# What Would I Use These DC Power Supply Parts For?



## Susan_in_SF (Apr 11, 2019)

Hi Guys,
I was on Craigslist looking for a nice steel enclosure for the vfd that I hope to hook up to some of my metalworking machines.  I lucked out, and found someone selling the right size metal hinged box (for only $20) that happened to house an unregulated DC power supply.  The owner told me that the person who forwarded this box to him originally used the dc power supply to power robots (lots of techie/stem nerds in the Bay Area)

The box weighs a ton, and I don't see it this size supply selling at all in "completed" items of past ebay auctions.

So, looking at the below pictures of this box's contents, do any of you guys see me, a newbie, ever needing to keep any of the parts, basically a capacitor and, I think, transformer, or should I just offer the parts to some random electronics wizard?

Thanks,
Susan


----------



## JimDawson (Apr 11, 2019)

That's an expensive power supply, around $200 new.  If you have a need for a 24V PS it would be nice to have.  It's the kind of thing I put on the shelf until I need it.  But I don't think you have any shelf space left  

Used, maybe $75 or so for a quick sale.


----------



## pontiac428 (Apr 11, 2019)

That's a pretty nice looking DC power supply.  750 watts worth of go-go at 24-26 V would probably make a nice power source for plating.  Would also make a nice drive system power supply for a home CNC machine.


----------



## darkzero (Apr 11, 2019)

Anodizing aluminum or electroplating? Can anodize titanium too but will be limited on the colors due to the voltage output.


----------



## Winegrower (Apr 11, 2019)

Susan, you don’t need this.   Sell, trade or give away, in that order.


----------



## markba633csi (Apr 11, 2019)

With a variac added you'd have a nice adjustable dc supply, but unless you have a specific need, sell it 
Mark


----------



## troy Guyette (Apr 11, 2019)

Hi Susan, I would highly suggest keeping it for either a cnc project or using stepper motors for a 4th axis on a milling machine or converting a three inch rotary table.
In a nutshell it has many uses and is better in your cupboard then having to repurchase later it is a good one.

Troy


----------



## markba633csi (Apr 12, 2019)

I know you are tight on space otherwise I would say keep it for some future use


----------



## tq60 (Apr 12, 2019)

Variac just would cause the regulator grief.

This looks like a lower end or simple type 24 vdc supply.

Good charger for wheel chairs or other 24 volt applications.

Given you are bay area these are stupid common.

No real resale value as not much need as there are too many places that have them cheap.

If you have a place to put it then keep it...just remember that you have it for when a need pops up.

Sent from my SAMSUNG-SM-G930A using Tapatalk


----------



## RJSakowski (Apr 12, 2019)

• Material:

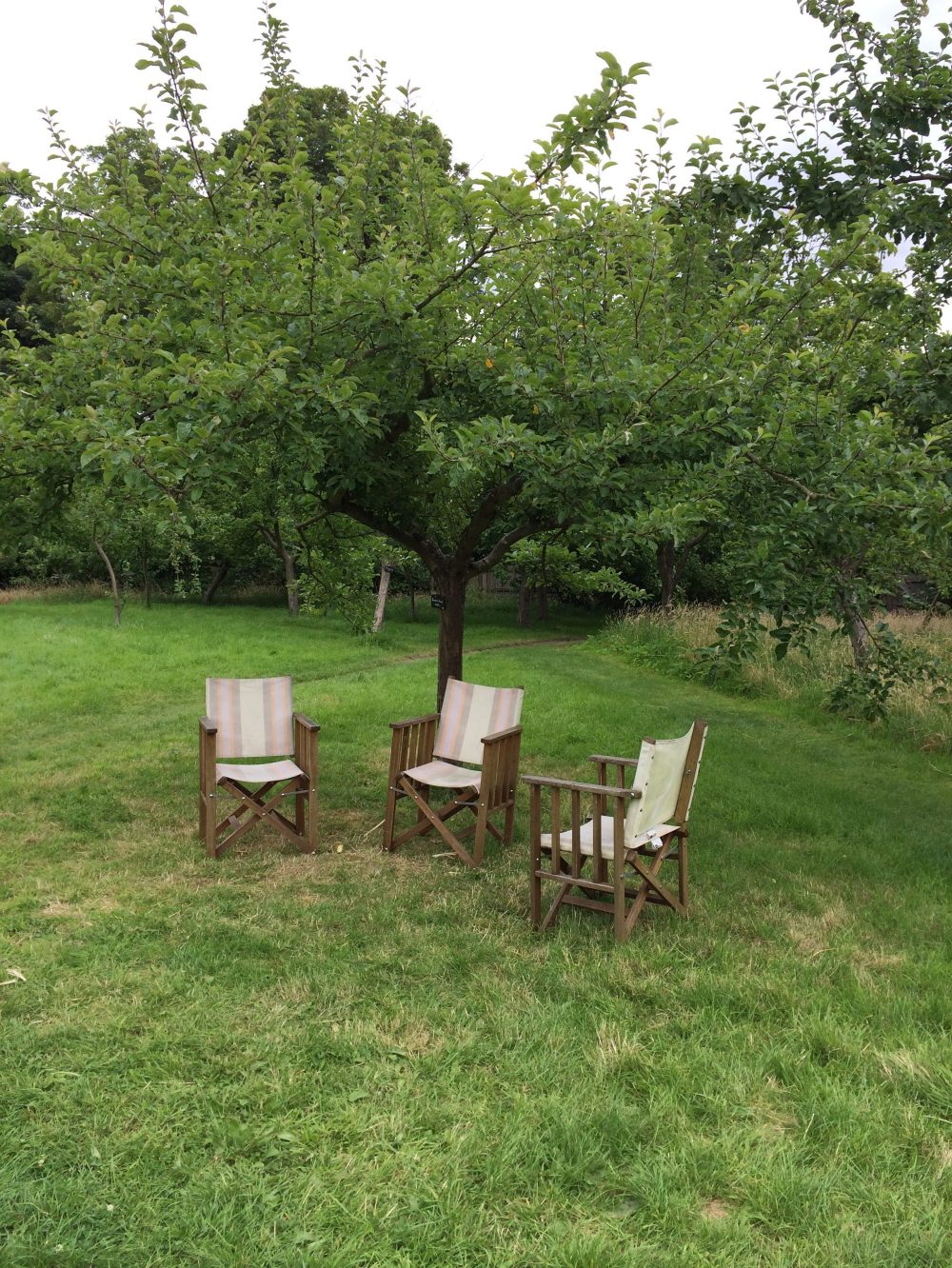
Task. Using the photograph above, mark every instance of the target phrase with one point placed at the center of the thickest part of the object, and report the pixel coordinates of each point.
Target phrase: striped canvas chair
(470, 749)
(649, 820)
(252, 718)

* * *

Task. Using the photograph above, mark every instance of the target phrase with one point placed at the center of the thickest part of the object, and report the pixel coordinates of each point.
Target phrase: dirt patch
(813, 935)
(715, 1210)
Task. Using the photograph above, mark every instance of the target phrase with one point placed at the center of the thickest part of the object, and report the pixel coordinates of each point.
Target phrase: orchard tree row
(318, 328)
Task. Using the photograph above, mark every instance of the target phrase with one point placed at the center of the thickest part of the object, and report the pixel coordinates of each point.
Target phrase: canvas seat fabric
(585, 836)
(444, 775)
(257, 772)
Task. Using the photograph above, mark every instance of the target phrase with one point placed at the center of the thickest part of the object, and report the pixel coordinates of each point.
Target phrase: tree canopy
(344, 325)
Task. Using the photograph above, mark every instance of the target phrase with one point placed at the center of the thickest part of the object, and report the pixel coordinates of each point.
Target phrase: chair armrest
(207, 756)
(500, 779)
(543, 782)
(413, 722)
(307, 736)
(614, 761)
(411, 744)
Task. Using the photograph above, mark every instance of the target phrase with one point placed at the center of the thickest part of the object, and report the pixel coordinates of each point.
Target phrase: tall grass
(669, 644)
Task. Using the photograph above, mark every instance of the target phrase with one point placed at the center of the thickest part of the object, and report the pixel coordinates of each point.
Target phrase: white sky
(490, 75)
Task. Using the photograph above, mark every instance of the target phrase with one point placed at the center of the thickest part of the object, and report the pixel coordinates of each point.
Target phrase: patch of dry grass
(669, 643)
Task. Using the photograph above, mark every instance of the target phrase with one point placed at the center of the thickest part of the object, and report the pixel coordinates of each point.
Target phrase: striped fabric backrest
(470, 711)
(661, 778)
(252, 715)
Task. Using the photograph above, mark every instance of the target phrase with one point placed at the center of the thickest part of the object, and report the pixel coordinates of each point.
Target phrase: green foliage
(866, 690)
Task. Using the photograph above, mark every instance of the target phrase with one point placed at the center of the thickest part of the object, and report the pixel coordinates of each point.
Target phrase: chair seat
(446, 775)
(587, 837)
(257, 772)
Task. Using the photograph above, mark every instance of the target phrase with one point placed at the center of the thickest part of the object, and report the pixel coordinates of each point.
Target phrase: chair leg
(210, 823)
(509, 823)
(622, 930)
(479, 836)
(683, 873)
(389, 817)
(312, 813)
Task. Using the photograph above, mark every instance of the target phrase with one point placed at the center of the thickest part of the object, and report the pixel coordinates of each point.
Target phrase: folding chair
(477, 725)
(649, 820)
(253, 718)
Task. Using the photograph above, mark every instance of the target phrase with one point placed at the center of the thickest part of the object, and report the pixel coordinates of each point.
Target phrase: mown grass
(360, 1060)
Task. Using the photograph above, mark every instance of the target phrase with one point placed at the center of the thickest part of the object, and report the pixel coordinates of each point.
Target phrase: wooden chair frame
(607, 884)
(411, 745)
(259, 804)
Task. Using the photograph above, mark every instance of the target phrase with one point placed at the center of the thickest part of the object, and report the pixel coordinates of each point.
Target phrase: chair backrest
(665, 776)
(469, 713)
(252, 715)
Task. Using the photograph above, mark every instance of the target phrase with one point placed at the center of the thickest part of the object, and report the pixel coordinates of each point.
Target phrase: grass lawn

• Aim: Please repeat, word for word, the part of the power supply thread above that opens with the words containing "## JimDawson (Apr" and closes with "pontiac428 (Apr 11, 2019)".

• Solved problem:
## JimDawson (Apr 11, 2019)

That's an expensive power supply, around $200 new.  If you have a need for a 24V PS it would be nice to have.  It's the kind of thing I put on the shelf until I need it.  But I don't think you have any shelf space left  

Used, maybe $75 or so for a quick sale.


----------



## pontiac428 (Apr 11, 2019)